__Consegna__: Secondo il brano proposto, perché l'uomo descritto nelle prime righe si alzava nelle notti d'inverno?

__Brano proposto__:
* * *

Per noi si è spaccato la schiena. Laborioso, tutto dedito alla famiglia: quante privazioni, quanti sacrifici! Solo per poterci assicurare un po’ di calore, non esitava ad alzarsi, nelle notti d’inverno, per poi rincasare con un tronco”. Sacrifici: è questa una delle parole chiave dell’infanzia e della giovinezza di Mauro. Nato a Soliera, abita con la famiglia di fronte alle scuole elementari. “Avevo appena iniziato le Medie, quando mia madre – una donna di una forza straordinaria che ho amato infinitamente, analfabeta ma rispettata da tutti – arrivò e disse al professore che per me era ora di iniziare a lavorare”. Uno dei miei fratelli aveva un’officina da fabbro e meccanico. Ed è lì che il giovane Mauro comincia, dodicenne, a sudarsi il pane, “facevamo di tutto. Dalla bicicletta, all’aratro, alla pompa. Si lavorava minimo 10 ore al giorno”.

* * *

__Voci fornite__:

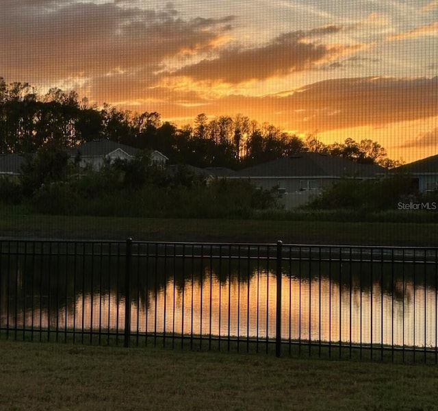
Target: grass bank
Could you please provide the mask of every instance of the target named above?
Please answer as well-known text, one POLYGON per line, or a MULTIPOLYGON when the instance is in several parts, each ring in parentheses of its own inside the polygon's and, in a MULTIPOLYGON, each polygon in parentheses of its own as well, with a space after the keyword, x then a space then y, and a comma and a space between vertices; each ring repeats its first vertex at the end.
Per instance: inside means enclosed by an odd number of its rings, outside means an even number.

* * *

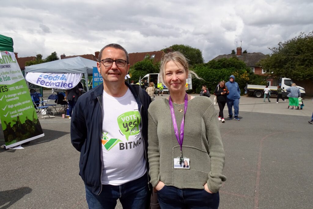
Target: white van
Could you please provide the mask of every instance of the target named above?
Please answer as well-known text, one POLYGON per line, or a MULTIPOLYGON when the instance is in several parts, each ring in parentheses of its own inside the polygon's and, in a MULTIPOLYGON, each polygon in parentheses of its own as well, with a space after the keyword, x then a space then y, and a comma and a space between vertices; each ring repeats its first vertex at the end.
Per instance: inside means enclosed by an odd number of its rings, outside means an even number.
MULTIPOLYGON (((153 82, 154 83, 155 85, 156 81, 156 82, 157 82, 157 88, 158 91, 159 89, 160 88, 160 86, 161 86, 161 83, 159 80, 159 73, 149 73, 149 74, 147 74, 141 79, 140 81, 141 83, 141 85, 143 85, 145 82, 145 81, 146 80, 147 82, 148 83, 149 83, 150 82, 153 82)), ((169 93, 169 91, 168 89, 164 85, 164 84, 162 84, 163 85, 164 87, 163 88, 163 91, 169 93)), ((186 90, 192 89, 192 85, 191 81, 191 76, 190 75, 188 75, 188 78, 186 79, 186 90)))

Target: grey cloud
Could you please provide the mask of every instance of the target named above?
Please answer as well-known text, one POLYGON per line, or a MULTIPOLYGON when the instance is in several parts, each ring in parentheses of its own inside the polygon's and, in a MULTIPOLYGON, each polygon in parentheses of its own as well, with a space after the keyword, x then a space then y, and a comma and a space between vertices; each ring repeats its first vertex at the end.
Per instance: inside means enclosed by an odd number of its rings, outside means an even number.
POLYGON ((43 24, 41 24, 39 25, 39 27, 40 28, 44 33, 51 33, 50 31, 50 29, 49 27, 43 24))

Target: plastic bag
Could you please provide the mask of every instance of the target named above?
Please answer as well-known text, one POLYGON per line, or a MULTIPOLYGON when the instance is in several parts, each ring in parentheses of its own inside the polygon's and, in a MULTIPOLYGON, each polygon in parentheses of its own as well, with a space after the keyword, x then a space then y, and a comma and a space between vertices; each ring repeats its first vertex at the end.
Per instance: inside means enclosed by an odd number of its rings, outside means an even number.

* * *

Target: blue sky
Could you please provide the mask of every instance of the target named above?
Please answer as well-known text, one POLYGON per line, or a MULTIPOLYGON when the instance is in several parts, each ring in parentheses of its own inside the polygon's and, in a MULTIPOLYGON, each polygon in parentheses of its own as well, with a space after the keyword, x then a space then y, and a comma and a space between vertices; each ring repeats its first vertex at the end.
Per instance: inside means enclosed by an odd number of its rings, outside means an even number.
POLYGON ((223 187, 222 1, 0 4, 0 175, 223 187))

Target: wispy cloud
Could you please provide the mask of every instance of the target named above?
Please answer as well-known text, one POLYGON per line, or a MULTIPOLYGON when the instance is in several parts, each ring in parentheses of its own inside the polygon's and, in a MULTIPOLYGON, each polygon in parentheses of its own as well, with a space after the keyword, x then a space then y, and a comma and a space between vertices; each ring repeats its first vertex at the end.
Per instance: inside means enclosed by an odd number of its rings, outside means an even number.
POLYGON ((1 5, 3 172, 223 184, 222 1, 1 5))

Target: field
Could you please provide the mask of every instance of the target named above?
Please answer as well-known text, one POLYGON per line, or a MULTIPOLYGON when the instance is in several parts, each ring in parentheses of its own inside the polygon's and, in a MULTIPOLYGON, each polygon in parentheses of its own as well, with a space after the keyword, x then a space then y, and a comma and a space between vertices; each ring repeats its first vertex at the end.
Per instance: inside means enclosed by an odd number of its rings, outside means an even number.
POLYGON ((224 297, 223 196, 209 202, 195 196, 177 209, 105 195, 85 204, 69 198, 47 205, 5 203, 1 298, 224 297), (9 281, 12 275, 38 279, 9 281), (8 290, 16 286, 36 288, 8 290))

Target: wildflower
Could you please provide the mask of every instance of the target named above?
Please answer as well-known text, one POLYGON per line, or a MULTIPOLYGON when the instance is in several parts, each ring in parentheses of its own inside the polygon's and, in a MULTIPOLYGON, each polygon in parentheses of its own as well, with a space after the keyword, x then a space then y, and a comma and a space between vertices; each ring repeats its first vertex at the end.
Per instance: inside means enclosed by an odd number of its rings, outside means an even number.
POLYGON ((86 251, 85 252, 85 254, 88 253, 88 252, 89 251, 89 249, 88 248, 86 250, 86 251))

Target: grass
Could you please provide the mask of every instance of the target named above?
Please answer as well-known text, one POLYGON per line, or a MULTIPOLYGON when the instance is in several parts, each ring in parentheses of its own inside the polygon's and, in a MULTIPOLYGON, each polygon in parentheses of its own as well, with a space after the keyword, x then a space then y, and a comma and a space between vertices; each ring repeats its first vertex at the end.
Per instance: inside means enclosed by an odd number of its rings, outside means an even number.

* * *

__Soluzione scritta__: Si alzava per rincasare con un tronco, e lo faceva solo per poter assicurare alla famiglia un po' di calore.